━━━ Provided material ━━━

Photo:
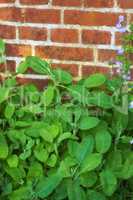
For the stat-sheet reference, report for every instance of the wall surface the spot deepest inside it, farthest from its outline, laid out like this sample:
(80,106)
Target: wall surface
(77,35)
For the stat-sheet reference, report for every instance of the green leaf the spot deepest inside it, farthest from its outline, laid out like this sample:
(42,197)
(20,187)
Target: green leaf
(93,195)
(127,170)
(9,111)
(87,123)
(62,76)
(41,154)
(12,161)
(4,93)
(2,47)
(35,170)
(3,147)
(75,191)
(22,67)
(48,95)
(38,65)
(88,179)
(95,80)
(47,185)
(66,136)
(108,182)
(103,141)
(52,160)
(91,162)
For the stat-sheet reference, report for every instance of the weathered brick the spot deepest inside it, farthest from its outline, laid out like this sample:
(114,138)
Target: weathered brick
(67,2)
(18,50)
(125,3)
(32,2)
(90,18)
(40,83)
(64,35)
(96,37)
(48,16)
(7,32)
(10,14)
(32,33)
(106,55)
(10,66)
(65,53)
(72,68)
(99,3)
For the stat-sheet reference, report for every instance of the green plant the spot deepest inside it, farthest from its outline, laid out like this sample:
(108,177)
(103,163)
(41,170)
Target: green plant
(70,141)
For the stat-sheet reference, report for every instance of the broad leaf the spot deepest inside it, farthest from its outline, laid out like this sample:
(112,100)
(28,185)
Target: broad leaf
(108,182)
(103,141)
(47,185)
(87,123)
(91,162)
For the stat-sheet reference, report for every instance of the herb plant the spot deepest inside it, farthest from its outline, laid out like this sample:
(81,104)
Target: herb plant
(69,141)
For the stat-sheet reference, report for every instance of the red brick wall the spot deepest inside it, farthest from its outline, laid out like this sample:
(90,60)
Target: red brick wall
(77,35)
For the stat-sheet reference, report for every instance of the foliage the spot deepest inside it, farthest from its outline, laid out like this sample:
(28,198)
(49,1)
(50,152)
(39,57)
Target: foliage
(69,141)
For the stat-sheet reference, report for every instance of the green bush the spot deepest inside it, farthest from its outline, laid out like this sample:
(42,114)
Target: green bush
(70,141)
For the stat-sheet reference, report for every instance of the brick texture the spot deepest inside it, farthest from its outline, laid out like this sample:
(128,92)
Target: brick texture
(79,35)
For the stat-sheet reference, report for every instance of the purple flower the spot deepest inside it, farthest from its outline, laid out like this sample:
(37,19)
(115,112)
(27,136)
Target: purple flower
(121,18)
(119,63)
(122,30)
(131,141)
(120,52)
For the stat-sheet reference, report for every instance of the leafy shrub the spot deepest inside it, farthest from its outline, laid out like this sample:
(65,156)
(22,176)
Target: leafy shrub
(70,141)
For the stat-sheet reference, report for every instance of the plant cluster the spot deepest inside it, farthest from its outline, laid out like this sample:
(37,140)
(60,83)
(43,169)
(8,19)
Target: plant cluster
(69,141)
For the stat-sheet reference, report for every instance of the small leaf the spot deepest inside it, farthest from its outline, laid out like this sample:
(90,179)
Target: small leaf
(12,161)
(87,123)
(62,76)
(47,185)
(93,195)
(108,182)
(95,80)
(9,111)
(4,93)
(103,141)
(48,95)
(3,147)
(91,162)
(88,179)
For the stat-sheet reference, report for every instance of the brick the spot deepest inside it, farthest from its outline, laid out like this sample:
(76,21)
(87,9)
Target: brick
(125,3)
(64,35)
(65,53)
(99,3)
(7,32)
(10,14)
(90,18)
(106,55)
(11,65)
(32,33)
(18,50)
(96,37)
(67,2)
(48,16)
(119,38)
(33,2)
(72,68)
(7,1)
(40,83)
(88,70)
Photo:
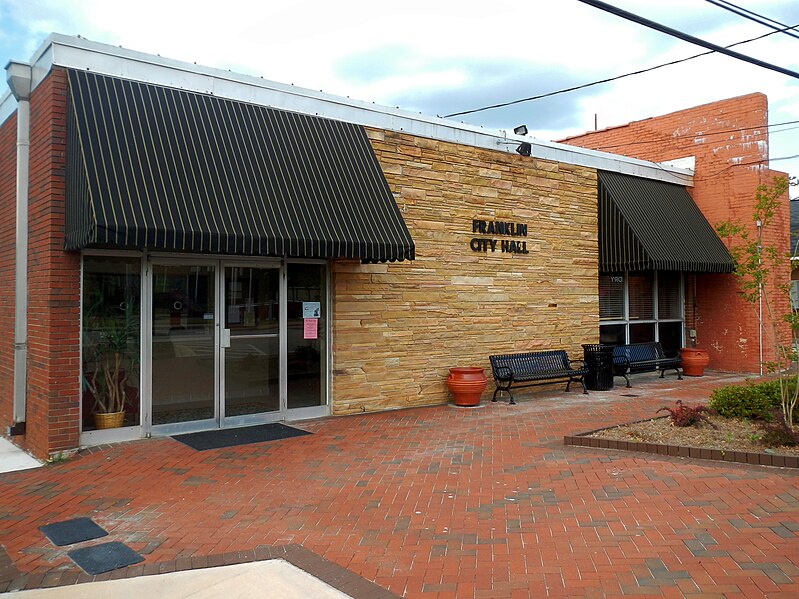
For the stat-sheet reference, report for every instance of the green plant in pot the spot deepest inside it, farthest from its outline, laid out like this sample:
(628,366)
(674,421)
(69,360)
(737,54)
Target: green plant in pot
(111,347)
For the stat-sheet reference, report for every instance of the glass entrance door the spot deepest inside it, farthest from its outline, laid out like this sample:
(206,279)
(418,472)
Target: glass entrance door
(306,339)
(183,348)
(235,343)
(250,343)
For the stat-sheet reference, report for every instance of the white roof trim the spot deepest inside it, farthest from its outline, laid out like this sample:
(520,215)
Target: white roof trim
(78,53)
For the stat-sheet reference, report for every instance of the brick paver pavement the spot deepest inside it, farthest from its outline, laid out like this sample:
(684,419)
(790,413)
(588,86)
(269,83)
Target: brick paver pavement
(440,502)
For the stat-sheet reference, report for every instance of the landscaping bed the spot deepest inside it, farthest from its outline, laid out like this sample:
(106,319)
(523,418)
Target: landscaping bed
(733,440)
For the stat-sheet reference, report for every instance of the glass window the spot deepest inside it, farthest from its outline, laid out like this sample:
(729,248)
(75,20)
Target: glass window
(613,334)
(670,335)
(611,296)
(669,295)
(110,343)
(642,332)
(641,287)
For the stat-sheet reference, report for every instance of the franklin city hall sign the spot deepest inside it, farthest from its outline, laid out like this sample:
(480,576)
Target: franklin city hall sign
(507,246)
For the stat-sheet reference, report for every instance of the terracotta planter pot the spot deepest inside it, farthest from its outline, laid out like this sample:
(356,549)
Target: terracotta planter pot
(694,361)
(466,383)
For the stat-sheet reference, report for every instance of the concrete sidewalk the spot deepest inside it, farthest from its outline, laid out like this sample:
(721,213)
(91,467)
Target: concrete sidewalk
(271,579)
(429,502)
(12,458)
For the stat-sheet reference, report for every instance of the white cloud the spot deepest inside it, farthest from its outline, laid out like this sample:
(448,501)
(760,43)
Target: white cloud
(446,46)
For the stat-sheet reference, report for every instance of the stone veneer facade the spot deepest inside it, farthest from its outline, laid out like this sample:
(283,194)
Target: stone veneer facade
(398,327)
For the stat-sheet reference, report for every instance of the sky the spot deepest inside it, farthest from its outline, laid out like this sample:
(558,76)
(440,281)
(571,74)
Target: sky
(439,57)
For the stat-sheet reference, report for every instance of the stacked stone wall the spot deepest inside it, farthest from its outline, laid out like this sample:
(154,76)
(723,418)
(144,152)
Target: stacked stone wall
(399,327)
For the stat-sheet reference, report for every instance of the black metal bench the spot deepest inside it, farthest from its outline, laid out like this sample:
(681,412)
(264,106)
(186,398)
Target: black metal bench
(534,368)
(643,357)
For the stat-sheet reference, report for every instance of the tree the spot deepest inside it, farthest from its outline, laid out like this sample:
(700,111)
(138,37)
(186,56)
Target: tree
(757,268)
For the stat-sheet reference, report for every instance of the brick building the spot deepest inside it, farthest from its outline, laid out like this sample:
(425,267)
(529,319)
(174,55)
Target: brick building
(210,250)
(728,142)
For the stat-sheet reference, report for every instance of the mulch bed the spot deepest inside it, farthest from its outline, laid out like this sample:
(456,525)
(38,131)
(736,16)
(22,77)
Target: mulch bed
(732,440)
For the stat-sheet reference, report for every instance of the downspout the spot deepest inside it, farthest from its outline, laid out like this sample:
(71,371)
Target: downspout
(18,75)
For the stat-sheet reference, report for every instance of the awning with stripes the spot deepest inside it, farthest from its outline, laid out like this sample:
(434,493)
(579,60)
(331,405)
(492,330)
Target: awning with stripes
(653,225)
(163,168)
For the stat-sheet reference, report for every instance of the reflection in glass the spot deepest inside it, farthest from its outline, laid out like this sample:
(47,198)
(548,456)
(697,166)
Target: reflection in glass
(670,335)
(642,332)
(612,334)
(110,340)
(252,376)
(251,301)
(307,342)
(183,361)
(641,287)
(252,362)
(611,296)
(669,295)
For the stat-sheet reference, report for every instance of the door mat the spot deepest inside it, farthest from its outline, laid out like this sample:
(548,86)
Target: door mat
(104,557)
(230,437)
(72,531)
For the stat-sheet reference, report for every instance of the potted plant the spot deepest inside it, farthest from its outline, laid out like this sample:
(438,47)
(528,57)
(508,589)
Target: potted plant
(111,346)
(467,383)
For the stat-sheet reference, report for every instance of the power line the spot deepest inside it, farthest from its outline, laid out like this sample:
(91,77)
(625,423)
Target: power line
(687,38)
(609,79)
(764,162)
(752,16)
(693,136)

━━━

The assignment is to restate, word for word, each line from the one containing "of the power" through the final line of the material above.

For the stat-sheet reference, report for every instance of the power line the spot deepest inside it, farthest from its outline, laid out like this sample:
(91,77)
(625,423)
Target: power line
(687,38)
(609,79)
(764,162)
(752,16)
(693,136)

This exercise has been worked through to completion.